- TAREFA A REALIZAR -
Com base no trecho sobre Deadhorse, explique por que nenhum dos cerca de 400 habitantes mora de fato na vila. Responda em uma a três frases.

No extremo norte do Alasca, onde só restam arbustos na paisagem, uma cidade vive para abastecer um país. De Deadhorse (Cavalo Morto), na baía de Prudhoe, saem 30% do petróleo consumido pelos norte-americanos. A vila tem hoje cerca de 400 habitantes, mas nenhum deles mora exatamente ali. Tudo existe em função da extração do óleo. Operários trabalham em escalas de duas ou três semanas e folgam no sul, pelo mesmo período. Não há crianças, nem velhos. Não há clubes, escolas, cinemas. Apenas a infraestrutura montada pela companhia de petróleo para atender às necessidades básicas dos funcionários.

- INFORMAÇÕES EXTRAÍDAS -
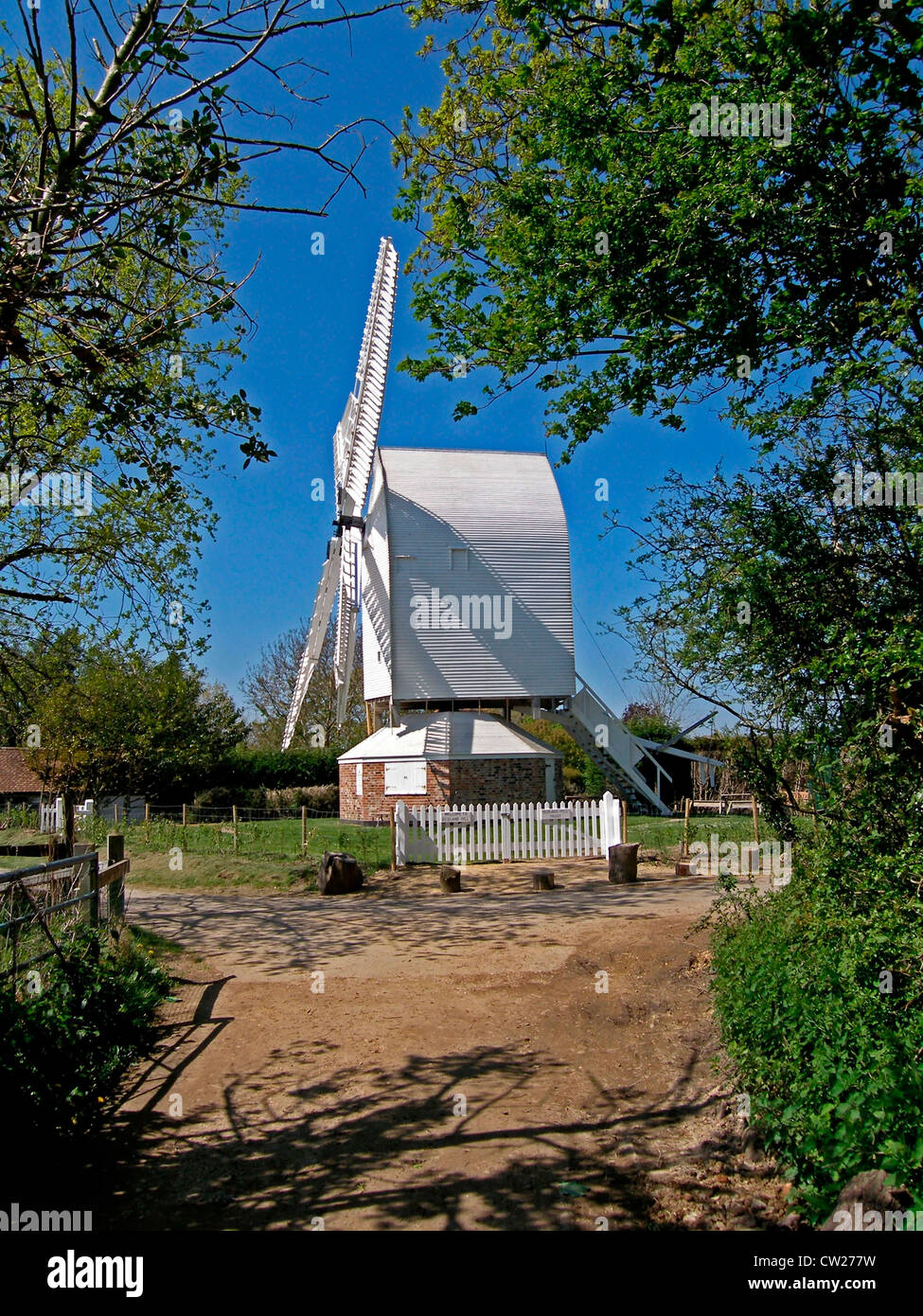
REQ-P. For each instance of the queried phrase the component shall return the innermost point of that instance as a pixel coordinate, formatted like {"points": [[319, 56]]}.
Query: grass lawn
* * *
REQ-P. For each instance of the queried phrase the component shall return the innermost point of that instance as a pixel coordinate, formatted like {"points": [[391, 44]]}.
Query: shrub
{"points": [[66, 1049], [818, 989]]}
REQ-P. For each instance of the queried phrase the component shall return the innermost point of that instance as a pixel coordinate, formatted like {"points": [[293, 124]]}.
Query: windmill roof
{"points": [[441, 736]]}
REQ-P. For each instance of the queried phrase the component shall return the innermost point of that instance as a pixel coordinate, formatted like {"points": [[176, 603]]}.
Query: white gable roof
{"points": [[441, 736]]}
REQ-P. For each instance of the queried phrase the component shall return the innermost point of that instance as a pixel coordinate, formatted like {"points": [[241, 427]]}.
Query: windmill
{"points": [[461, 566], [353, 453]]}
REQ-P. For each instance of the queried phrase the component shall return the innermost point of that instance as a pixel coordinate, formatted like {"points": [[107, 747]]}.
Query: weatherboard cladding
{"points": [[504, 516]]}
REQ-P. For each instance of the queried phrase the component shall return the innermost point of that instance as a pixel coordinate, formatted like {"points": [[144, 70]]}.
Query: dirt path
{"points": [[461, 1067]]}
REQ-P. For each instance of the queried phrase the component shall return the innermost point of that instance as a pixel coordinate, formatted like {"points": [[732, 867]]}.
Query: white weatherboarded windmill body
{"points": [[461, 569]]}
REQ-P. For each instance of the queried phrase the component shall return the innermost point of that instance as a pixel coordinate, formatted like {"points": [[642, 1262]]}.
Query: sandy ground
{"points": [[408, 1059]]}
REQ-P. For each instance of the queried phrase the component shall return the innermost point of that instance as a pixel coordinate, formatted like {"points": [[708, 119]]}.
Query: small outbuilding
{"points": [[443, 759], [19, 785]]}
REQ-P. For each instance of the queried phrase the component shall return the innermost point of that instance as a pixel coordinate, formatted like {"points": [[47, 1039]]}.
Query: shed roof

- RESPOSTA À TAREFA -
A vila existe apenas em função da extração de petróleo. Os operários trabalham ali em escalas de duas ou três semanas e passam o mesmo período de folga no sul. No lugar só há a infraestrutura montada pela companhia de petróleo para atender às necessidades básicas dos funcionários.